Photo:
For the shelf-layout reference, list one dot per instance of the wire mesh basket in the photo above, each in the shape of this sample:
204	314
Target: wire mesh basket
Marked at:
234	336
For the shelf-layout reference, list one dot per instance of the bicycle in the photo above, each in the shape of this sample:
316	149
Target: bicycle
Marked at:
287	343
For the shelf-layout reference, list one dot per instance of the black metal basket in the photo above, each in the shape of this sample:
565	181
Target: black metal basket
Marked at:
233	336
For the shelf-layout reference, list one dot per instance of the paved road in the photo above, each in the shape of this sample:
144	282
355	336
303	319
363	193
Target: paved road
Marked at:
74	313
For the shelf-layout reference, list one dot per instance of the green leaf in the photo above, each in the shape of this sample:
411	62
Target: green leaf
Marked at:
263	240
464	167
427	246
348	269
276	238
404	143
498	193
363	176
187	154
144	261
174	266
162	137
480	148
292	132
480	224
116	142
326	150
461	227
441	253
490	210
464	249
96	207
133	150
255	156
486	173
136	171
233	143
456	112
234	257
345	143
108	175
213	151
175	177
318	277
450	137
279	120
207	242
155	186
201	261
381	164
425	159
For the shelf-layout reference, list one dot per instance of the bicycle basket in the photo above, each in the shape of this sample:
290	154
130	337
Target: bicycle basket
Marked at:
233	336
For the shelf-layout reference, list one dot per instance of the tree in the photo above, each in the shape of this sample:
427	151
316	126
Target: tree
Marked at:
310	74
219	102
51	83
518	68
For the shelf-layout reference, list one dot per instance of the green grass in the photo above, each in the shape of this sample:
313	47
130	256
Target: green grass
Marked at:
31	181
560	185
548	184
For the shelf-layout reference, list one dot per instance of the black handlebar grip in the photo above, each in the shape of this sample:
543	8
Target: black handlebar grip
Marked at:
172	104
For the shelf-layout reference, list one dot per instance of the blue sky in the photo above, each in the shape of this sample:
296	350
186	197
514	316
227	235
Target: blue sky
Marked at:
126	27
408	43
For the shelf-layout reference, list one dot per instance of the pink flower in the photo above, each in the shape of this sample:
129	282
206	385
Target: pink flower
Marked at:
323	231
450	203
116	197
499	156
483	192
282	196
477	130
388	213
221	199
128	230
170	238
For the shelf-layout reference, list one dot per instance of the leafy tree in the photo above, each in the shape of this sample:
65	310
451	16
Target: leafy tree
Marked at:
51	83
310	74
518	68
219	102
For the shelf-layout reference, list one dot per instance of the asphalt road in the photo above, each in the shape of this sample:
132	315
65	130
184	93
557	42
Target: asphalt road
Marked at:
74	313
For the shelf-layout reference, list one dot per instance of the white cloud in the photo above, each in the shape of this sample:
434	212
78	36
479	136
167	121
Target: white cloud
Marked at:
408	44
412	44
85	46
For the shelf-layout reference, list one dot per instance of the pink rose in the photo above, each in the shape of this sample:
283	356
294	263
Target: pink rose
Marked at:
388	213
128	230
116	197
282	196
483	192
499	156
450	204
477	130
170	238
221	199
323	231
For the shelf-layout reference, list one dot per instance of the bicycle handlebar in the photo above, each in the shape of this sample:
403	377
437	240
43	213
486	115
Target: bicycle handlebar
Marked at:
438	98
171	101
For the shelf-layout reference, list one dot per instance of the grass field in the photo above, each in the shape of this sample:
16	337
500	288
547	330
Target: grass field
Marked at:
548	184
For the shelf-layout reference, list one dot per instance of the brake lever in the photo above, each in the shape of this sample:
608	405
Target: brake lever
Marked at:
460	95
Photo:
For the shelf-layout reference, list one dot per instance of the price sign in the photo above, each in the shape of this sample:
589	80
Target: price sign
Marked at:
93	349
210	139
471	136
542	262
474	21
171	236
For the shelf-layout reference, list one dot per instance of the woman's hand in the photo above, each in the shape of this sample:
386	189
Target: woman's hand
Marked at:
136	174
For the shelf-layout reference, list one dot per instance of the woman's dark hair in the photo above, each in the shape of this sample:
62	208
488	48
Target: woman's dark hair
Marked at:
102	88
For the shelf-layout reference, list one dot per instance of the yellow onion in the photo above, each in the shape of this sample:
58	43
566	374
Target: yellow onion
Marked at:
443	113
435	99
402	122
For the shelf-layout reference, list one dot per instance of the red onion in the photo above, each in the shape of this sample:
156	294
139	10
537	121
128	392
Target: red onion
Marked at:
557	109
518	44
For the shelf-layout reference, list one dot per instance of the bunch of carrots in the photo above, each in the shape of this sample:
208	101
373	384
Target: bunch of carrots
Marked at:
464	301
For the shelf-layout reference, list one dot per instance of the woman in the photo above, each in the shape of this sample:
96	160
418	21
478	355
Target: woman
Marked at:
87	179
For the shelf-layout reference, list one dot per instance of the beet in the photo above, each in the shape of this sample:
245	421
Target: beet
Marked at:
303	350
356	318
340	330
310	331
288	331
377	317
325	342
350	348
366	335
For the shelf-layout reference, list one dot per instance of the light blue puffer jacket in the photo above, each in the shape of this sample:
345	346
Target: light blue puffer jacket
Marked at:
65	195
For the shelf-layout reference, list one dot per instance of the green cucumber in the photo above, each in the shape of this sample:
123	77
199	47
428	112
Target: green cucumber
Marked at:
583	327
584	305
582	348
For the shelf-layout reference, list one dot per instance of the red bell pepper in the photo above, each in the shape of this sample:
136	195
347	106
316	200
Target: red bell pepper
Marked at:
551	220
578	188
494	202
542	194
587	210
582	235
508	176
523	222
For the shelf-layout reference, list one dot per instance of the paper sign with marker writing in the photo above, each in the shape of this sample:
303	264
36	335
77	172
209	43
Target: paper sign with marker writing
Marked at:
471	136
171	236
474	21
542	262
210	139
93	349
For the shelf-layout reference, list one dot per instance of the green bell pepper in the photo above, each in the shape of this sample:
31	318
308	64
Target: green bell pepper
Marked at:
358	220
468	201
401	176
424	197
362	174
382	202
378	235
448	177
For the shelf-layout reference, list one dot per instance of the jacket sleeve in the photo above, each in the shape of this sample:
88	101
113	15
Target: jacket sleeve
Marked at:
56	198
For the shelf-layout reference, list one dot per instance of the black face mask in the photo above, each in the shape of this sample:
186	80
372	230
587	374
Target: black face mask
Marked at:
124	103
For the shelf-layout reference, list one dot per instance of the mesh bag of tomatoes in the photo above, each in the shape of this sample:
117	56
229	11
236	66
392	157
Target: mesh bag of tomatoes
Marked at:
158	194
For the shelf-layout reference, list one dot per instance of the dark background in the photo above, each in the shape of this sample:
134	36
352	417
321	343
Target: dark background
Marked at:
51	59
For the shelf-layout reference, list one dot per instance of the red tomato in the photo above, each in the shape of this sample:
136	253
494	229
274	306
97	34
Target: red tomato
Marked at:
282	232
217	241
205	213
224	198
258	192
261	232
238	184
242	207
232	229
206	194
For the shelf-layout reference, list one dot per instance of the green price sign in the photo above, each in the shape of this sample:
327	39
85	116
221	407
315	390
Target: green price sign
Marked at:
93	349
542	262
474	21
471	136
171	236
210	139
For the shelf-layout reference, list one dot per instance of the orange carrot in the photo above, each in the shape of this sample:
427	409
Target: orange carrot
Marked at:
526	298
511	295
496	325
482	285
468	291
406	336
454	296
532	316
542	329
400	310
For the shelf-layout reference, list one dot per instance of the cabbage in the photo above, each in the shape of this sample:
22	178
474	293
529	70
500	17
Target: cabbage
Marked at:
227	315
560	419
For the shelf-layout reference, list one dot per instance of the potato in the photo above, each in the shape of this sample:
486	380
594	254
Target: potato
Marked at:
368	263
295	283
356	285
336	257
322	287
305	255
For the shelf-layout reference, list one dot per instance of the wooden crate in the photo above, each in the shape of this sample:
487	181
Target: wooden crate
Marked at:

================================

> [DESCRIPTION OF THE TASK]: Please give each line above again, word for word.

> [SOLUTION TO THIS PROBLEM]:
Photo:
For the shelf-layout reference, list one dot per instance of the wire mesh basket in the photo above, each in the shape of this sample:
204	314
Target: wire mesh basket
Marked at:
234	336
For the shelf-layout reference, list one dot per instance of the bicycle in the photo above, each in the shape of this sample:
316	149
Target: bicycle
Marked at:
287	343
For the shelf-layout reference, list one dot per instance of the black metal basket in the photo above, each in the shape of this sample:
565	181
Target: black metal basket
Marked at:
233	336
For the shelf-layout reference, list one dot per instance of the paved road in the photo above, each in the shape of this sample:
144	282
355	336
303	319
363	193
Target: paved road
Marked at:
74	313
For the shelf-layout reference, list one dot per instance of the green leaf in the photo above, each in the shape of this sample:
411	62
Target: green leaf
Marked at:
263	240
464	167
427	246
348	269
276	238
404	143
498	193
363	176
187	154
144	261
174	266
162	137
480	148
292	132
480	224
116	142
326	150
461	227
441	253
490	210
464	249
96	207
133	150
255	156
486	173
136	171
233	143
456	112
234	257
345	143
108	175
213	151
175	177
318	277
450	137
279	120
207	242
155	186
201	261
381	164
425	159
For the shelf-layout reference, list one dot per instance of the bicycle basket in the photo above, each in the shape of this sample:
290	154
130	337
Target: bicycle basket
Marked at:
233	336
For the shelf-layout reference, list one dot per instance of the tree in the photo above, each in the shape of this sample:
427	151
316	126
Target: tree
Marked at:
310	74
219	102
51	83
518	68
For the shelf-layout reference, list one dot per instance of the green grass in the photo above, each in the shape of this sample:
313	47
130	256
Target: green grass
Marked at:
31	181
560	185
548	184
For the shelf-layout reference, list one dot per instance of the black handlebar grip in the photo above, each in the shape of this sample:
543	8
Target: black handlebar grip
Marked at:
172	104
For the shelf-layout reference, list one dot per instance of the blue sky in the photo above, each in the shape of this sample:
296	350
186	197
514	316
227	235
Target: blue sky
Marked at:
126	27
408	43
For the shelf-layout reference, list one dot per instance of the pink flower in the photo above, each in the shape of this sample:
129	282
206	385
Target: pink flower
Marked at:
323	231
450	203
116	197
499	156
483	192
282	196
477	130
388	213
221	199
128	230
170	238
For the shelf-layout reference, list one dot per instance of the leafy tree in the photo above, each in the shape of this sample:
65	310
451	16
Target: leafy tree
Marked at:
51	83
310	74
518	68
219	102
For the shelf-layout reference, list one dot per instance of the asphalt road in the photo above, each in the shape of this sample:
132	315
65	130
184	93
557	42
Target: asphalt road
Marked at:
74	313
For the shelf-layout reference, list one dot per instance of the white cloud in the photo above, each in the shape of this sample:
434	212
78	36
479	136
167	121
Target: white cloud
Marked at:
408	44
412	44
85	46
For the shelf-layout reference, list one dot per instance of the pink rose in the photo above, each in the shape of this sample:
283	356
294	263
Target: pink rose
Marked at:
388	213
128	230
116	197
282	196
483	192
499	156
450	204
477	130
170	238
221	199
323	231
For the shelf-layout reference, list one dot per instance of the bicycle handlebar in the photo above, each in the shape of this sample:
403	377
437	240
43	213
486	115
Target: bicycle handlebar
Marked at:
438	98
171	101
For the shelf-layout reference, list one dot per instance of the grass field in the photo above, each in the shape of this sample:
16	337
500	288
547	330
Target: grass field
Marked at:
548	184
For the shelf-layout reference, list one dot per instance of the brake lever in the photo above, each in the shape of this sample:
608	405
Target: brake lever
Marked at:
460	95
Photo:
For the shelf-layout reference, list one dot per instance of the price sign in the photo above, each in the shape of this sample:
589	80
Target: price sign
Marked at:
93	349
210	139
471	136
542	262
474	21
171	236
For the shelf-layout reference, list one dot per instance of the woman's hand in the photo above, each in the shape of this sample:
386	189
Target: woman's hand
Marked at:
136	174
For the shelf-layout reference, list one dot per instance of the woman's dark hair in the photo above, each in the shape of this sample:
62	208
488	48
Target: woman's dark hair
Marked at:
102	88
For the shelf-layout reference, list one dot per instance of the yellow onion in the photo above, each in the shape of this sample:
58	43
566	374
Target: yellow onion
Marked at:
443	113
435	99
402	122
For the shelf-layout reference, list one dot per instance of the red onion in the photo above, each in the shape of this sample:
156	294
139	10
537	121
128	392
Target: red onion
Marked at:
557	109
518	44
For the shelf-layout reference, list one dot per instance of the bunch of carrots in the photo above, each in the shape of this sample:
208	101
373	384
Target: bunch of carrots
Marked at:
464	301
For the shelf-layout reference, list one dot per instance of the woman in the photo above, each in the shape of this sample:
96	160
418	21
478	355
Target: woman
Marked at:
87	179
For the shelf-layout reference, list one dot per instance of the beet in the photo above, each in the shape of this sample:
245	421
Target: beet
Marked at:
303	350
356	318
340	330
310	331
288	331
377	317
325	342
350	348
366	335
For the shelf-layout reference, list one dot per instance of the light blue puffer jacket in the photo above, each in the shape of this sample:
345	346
Target: light blue puffer jacket
Marked at:
65	195
For the shelf-layout reference, list one dot per instance of the green cucumber in the photo above, each in the shape of this sample:
123	77
199	47
428	112
Target: green cucumber
Marked at:
583	327
584	305
582	348
For the shelf-layout reference, list one dot per instance of the red bell pepper in the photo above, each in the shape of this sample:
136	195
347	106
316	200
Target: red bell pepper
Marked at:
551	220
578	188
494	202
542	194
587	210
582	235
508	176
523	222
For the shelf-layout reference, list one dot per instance of the paper sign with marker writing in the photo above, each in the shape of this sample:
303	264
36	335
77	172
209	43
Target: paper sign with marker writing
Marked at:
471	136
171	236
474	21
542	262
210	139
93	349
For the shelf-layout reference, list one dot per instance of the green bell pepper in the photo above, each in the shape of this sample:
31	318
308	64
Target: green bell pepper
Marked at:
358	220
468	201
401	176
424	197
362	174
382	202
378	235
448	177
For the shelf-layout reference, list one dot per instance of the jacket sleeve in the photo above, each in the shape of this sample:
88	101
113	15
Target: jacket sleeve
Marked at:
56	198
For the shelf-layout reference, list one dot per instance of the black face mask in the photo above, each in the shape of this sample:
186	80
372	230
587	374
Target: black face mask
Marked at:
124	103
For the shelf-layout reference, list one dot per instance of the mesh bag of tomatoes in the photo above, each in the shape of this sample:
117	56
229	11
236	66
392	157
Target: mesh bag of tomatoes
Marked at:
158	194
For the shelf-layout reference, list one dot per instance of the dark background in the photo above, each in the shape of this sample:
134	36
352	417
321	343
Target: dark background
Marked at:
51	59
For the shelf-layout reference, list one dot per instance of the red tomato in the photo above, each in the shape of this sample:
136	253
494	229
274	306
97	34
Target: red tomato
Marked at:
282	232
217	241
205	213
224	198
258	192
261	232
238	184
242	207
232	229
206	194
For the shelf-layout reference, list one dot per instance of the green price sign in the photo above, each in the shape of this sample:
327	39
85	116
221	407
315	390
Target: green price sign
Marked at:
93	349
542	262
474	21
471	136
171	236
210	139
For the shelf-layout reference, list one dot per instance of the orange carrot in the photo above, each in the shape of this sample:
427	409
Target: orange carrot
Marked at:
526	298
511	295
496	325
482	285
468	291
406	336
454	296
532	316
542	329
400	310
For the shelf-layout reference, list one dot per instance of the cabbage in the photo above, each in the shape of this sample:
22	178
474	293
529	70
500	17
Target: cabbage
Marked at:
227	315
560	419
For the shelf-layout reference, list one dot per instance of the potato in the photo above, each in the shape of this sample:
486	380
594	254
Target: potato
Marked at:
368	263
295	283
356	285
336	257
322	287
305	255
For the shelf-layout reference, list one dot per instance of the wooden crate in the photo above, each in the shape of this sample:
487	181
Target: wooden crate
Marked at:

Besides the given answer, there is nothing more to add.